> **EXERCISE DIRECTIONS**
Retype every line of the material below, keeping each character unchanged.

-------- DATA ENTRIES

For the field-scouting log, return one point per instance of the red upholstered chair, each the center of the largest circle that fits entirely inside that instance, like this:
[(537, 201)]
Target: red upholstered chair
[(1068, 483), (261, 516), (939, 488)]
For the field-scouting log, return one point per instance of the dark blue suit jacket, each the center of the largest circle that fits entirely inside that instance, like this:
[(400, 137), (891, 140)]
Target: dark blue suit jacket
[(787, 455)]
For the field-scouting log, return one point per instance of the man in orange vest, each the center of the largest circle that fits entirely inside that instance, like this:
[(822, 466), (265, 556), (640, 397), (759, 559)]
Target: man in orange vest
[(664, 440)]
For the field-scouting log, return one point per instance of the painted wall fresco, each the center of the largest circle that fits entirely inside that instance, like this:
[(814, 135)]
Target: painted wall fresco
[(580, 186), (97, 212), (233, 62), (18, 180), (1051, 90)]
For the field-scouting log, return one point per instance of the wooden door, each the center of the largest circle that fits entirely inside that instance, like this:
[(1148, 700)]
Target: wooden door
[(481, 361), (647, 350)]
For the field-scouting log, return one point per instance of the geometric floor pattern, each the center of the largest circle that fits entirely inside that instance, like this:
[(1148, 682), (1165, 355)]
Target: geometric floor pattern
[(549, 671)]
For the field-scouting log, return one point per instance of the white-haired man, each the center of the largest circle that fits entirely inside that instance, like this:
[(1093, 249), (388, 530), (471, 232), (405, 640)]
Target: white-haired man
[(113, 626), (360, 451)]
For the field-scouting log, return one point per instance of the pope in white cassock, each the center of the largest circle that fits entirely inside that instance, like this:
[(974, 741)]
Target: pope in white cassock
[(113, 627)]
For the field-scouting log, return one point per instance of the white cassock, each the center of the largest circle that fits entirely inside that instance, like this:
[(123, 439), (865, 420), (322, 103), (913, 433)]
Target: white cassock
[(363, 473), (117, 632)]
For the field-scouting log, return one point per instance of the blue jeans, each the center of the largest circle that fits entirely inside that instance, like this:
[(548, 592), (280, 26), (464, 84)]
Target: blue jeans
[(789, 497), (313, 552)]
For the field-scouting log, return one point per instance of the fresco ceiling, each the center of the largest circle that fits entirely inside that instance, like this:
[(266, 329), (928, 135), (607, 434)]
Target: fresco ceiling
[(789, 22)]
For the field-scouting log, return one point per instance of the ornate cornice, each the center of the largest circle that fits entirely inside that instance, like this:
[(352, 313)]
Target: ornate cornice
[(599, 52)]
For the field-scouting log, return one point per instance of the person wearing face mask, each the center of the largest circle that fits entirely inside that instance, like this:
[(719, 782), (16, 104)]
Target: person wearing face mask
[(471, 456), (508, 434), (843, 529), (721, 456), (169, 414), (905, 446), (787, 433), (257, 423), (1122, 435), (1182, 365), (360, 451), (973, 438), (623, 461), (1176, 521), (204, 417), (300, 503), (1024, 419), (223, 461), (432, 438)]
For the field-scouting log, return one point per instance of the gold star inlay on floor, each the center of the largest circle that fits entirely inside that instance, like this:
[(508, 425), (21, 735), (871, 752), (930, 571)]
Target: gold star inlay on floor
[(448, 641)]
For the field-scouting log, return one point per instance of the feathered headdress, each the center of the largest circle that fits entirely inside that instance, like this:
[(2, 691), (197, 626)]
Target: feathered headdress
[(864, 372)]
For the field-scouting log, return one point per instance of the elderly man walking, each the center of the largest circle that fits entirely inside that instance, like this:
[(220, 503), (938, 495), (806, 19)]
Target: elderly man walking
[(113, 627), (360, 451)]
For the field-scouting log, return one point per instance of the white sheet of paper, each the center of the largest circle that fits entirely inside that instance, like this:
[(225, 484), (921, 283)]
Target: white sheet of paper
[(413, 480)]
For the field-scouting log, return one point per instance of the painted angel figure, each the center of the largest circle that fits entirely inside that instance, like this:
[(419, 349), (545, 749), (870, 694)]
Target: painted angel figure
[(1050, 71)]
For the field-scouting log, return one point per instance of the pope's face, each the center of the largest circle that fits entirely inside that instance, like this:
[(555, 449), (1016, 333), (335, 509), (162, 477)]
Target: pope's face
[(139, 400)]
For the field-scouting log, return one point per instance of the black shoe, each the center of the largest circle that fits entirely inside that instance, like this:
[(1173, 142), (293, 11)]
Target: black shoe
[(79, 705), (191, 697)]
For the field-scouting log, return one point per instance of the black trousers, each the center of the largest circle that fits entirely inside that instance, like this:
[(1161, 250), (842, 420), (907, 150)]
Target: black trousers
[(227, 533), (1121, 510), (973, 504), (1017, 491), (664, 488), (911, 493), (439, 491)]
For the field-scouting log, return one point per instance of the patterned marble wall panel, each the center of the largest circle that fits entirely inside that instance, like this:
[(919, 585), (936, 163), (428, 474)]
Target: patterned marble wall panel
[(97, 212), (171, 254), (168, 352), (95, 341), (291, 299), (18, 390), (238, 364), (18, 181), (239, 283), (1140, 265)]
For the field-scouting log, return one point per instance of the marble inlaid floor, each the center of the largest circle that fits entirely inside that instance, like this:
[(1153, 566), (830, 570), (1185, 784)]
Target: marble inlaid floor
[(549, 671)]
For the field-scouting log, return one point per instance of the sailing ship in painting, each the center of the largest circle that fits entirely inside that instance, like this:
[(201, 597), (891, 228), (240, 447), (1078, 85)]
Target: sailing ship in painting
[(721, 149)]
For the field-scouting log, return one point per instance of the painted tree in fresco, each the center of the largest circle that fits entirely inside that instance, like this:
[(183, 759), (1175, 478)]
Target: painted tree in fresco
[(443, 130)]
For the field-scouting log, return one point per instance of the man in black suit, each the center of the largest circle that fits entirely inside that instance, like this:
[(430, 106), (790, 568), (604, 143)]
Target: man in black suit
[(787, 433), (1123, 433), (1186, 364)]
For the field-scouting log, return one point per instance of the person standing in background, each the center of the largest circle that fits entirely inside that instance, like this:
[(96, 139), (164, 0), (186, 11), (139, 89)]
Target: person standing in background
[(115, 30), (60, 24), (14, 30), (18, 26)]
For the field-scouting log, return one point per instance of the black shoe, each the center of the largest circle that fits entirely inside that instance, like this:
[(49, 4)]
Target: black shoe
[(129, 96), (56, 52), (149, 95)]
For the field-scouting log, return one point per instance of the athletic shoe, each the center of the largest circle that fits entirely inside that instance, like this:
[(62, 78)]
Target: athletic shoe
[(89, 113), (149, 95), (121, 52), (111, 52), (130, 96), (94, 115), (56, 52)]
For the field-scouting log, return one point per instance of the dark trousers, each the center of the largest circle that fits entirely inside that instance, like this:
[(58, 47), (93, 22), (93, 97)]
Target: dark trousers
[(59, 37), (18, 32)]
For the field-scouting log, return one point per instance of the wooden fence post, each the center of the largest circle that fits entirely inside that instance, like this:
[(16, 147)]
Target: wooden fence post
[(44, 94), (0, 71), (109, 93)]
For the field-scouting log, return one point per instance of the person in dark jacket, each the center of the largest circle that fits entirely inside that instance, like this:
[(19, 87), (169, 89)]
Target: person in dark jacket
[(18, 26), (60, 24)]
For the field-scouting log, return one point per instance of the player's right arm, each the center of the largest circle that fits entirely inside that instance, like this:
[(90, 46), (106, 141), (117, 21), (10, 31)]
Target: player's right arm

----------------

> **TASK RESULT**
For the field-scouting log, return one point per instance of the red upholstered chair, each the center of the largest circle that fits entirely inside that instance, like this:
[(537, 201)]
Target: red upholstered chair
[(1068, 483), (261, 516), (939, 488)]
For the field-scouting log, return one point per instance of the dark blue suit jacket, each the center of the largest circle that fits entirely inside that instance, like this:
[(400, 137), (891, 140)]
Target: dark blue suit jacket
[(787, 455)]
For the field-scouting log, return one point per instance of the man in orange vest, each the center of the largest circle that fits entirely inside that instance, like this:
[(822, 466), (265, 556), (640, 397), (759, 559)]
Target: man in orange vest
[(664, 440)]
For the field-scouting log, return one point per instance of the painted wall fresco, each the center of the largest circle that fits entirely inside that instance, like this:
[(814, 135)]
Target: painted wall fresco
[(580, 186), (97, 212), (233, 62), (18, 180), (1051, 90)]
For the field-scouting log, return one point per instance of the wooden door, each the center of the largest circle that fits entirely inside that instance, like this:
[(1148, 700)]
Target: wooden door
[(481, 361), (647, 350)]
For the field-scouting log, return one point per instance of the geometric floor pattern, each the center of the largest circle that fits entirely inside that instance, like this:
[(1148, 682), (1165, 355)]
Target: geometric floor pattern
[(549, 671)]
For the field-scouting log, return one point per instance of the white-haired man, each the center of the largest circle that fits entirely inside that instance, like this:
[(1093, 249), (388, 530), (471, 232), (405, 640)]
Target: white-haired man
[(113, 626), (360, 451)]
For the field-scouting log, return one point per instance of the pope in white cassock, each the center of the largest circle that fits entirely inside that instance, like this:
[(974, 741)]
Target: pope in white cassock
[(113, 627)]
For the field-scouting log, return one point per instance of the white cassock, each the center of the largest circle that fits entirely inside that instance, like this:
[(123, 439), (865, 420), (322, 103), (913, 433)]
Target: white cassock
[(363, 473), (117, 632)]
For the field-scouting log, return one point per instance of the blue jeans, each the center of the largest circle that fits entirely inside that instance, like this:
[(548, 592), (280, 26), (464, 84)]
Target: blue jeans
[(789, 497), (313, 552)]
For the field-scouting log, return one point per instance of the fresco ceiling, each the center of the largest circle that fits entirely inside that instance, like this:
[(266, 329), (928, 135), (607, 434)]
Target: fresco ceiling
[(789, 22)]
For the field-scouting log, return one point per instance of the ornate cornice, each the center of the largest circle that fits entirely inside that instance, like this:
[(352, 313)]
Target: ornate cornice
[(599, 52)]
For the field-scouting log, return one point per instance of the person wearing face mask, each the center of the largest circle that fits entirely inside that instance, like this:
[(719, 782), (16, 104)]
Target: person wearing face mask
[(471, 456), (508, 434), (843, 529), (721, 456), (169, 414), (905, 446), (787, 433), (257, 423), (1122, 435), (1182, 365), (360, 451), (973, 438), (623, 461), (1176, 521), (204, 417), (300, 503), (1024, 419), (223, 461), (432, 438)]
For the field-scouting log, return one point per instance of the gold star inlay on floor, each the center of the largest circle that fits entirely inside that instance, like this:
[(508, 425), (21, 735), (871, 752), (930, 571)]
Target: gold star inlay on floor
[(448, 641)]
For the field-scouting log, return one point per instance of the feathered headdress, each the center of the largest circle that fits entirely inside that instance, like this:
[(2, 691), (197, 626)]
Target: feathered headdress
[(864, 372)]
For the field-scouting log, return one point per instance of the elderly man walking, each the center of the largest circle that fits entirely inside that instance, like this:
[(220, 503), (938, 495), (806, 19)]
Target: elderly man walking
[(113, 627), (360, 451)]
For the field-scouting log, return one point per instance of the white sheet of paper, each the center of the largest circle that fits entirely inside that instance, like this:
[(225, 484), (921, 283)]
Target: white sheet of paper
[(413, 480)]
For the field-scouting log, return one point per instance of the painted angel figure, each the center of the largest circle that fits entirely inside that instance, like this:
[(419, 349), (545, 749), (870, 694)]
Target: painted angel figure
[(1050, 71)]
For the field-scouting log, return one point per instance of the pope's face, each the center of the largest circle that fits entirely inside that instance, like this:
[(555, 449), (1016, 333), (335, 509), (162, 477)]
Target: pope's face
[(139, 400)]
For the field-scouting log, return one point per instance of the black shoe, each the center of the largest circle that fits entirely inside that instance, like this:
[(1173, 142), (293, 11)]
Target: black shoe
[(79, 705), (191, 697)]
For the field-scouting log, return one point per instance of the black trousers, each the center of the largest circle that fits entirely inside that instance, like this:
[(1161, 250), (842, 420), (907, 150)]
Target: black trousers
[(227, 533), (1121, 510), (973, 504), (1017, 491), (664, 488), (911, 493), (439, 491)]
For the field-scouting log, return one point per instance of the patterned marble wall panel, each the center of the largest circle that fits entirely inside that instance, like this:
[(919, 585), (936, 163), (428, 474)]
Target: patterned marble wall panel
[(97, 212), (171, 254), (168, 352), (95, 341), (291, 299), (18, 390), (238, 364), (18, 181), (239, 283), (1140, 265)]
For the field-scouting log, return one point per instance of the marble inlaid floor, each the center of the largest circle that fits entirely inside that instance, like this:
[(1153, 566), (830, 570), (1185, 784)]
Target: marble inlaid floor
[(549, 671)]
For the field-scouting log, return one point per instance of the sailing ship in painting, each the center of the largest circle that fits entirely inside that instance, like this:
[(201, 597), (891, 228), (240, 447), (1078, 85)]
Target: sailing ship in painting
[(721, 149)]
For the field-scouting log, return one point per instance of the painted tree in fresco, each the center of the largest circle that fits entirely inside that instance, like this:
[(183, 759), (1175, 478)]
Target: painted tree in fresco
[(443, 130)]
For the field-scouting log, return one point per instance of the man in black suit, each the center of the largest circle that fits entirely inside that instance, like this:
[(430, 106), (790, 568), (604, 143)]
Target: man in black suit
[(787, 433), (1123, 433), (1186, 364)]
For the field-scouting log, return one point per instance of the person standing in background, each the center of the largest circle that fits entirely inside that instance, like this:
[(96, 139), (164, 0), (186, 11), (139, 89)]
Target: person standing in background
[(115, 30), (60, 24), (14, 30), (18, 26)]
For the field-scouting log, return one point per instance of the black shoe, each the center of the largest circle that fits entirely inside that instance, like this:
[(49, 4)]
Target: black shoe
[(129, 96), (56, 52), (149, 95)]
For the field-scouting log, return one point per instance of the athletic shoe, each the center of the largest circle that fits entirely inside that instance, like this:
[(62, 78)]
Target: athletic shoe
[(89, 113), (149, 95), (121, 52), (111, 52), (130, 96), (94, 115), (56, 52)]
For the field-scouting log, return one point per instance of the dark trousers, each the center of the largest circle that fits entirely inside that instance, like this:
[(58, 47), (93, 22), (93, 97)]
Target: dark trousers
[(59, 37), (18, 32)]
For the field-scouting log, return one point per instance of the wooden fence post, each the center of the largest circle that fits entirely inside that instance, like this:
[(16, 147)]
Target: wooden fence post
[(44, 94), (0, 71), (109, 93)]
For the field-scouting log, return one point per instance of the person in dark jacket, each the center of the largest circle that fits entirely inside that instance, like this:
[(19, 87), (169, 89)]
Target: person in dark jacket
[(18, 26), (60, 24)]
For the field-scouting log, return one point per instance of the player's right arm, each the center of the largest circle that fits entirely inside that instance, like this:
[(90, 46), (106, 141), (117, 21), (10, 31)]
Target: player's right arm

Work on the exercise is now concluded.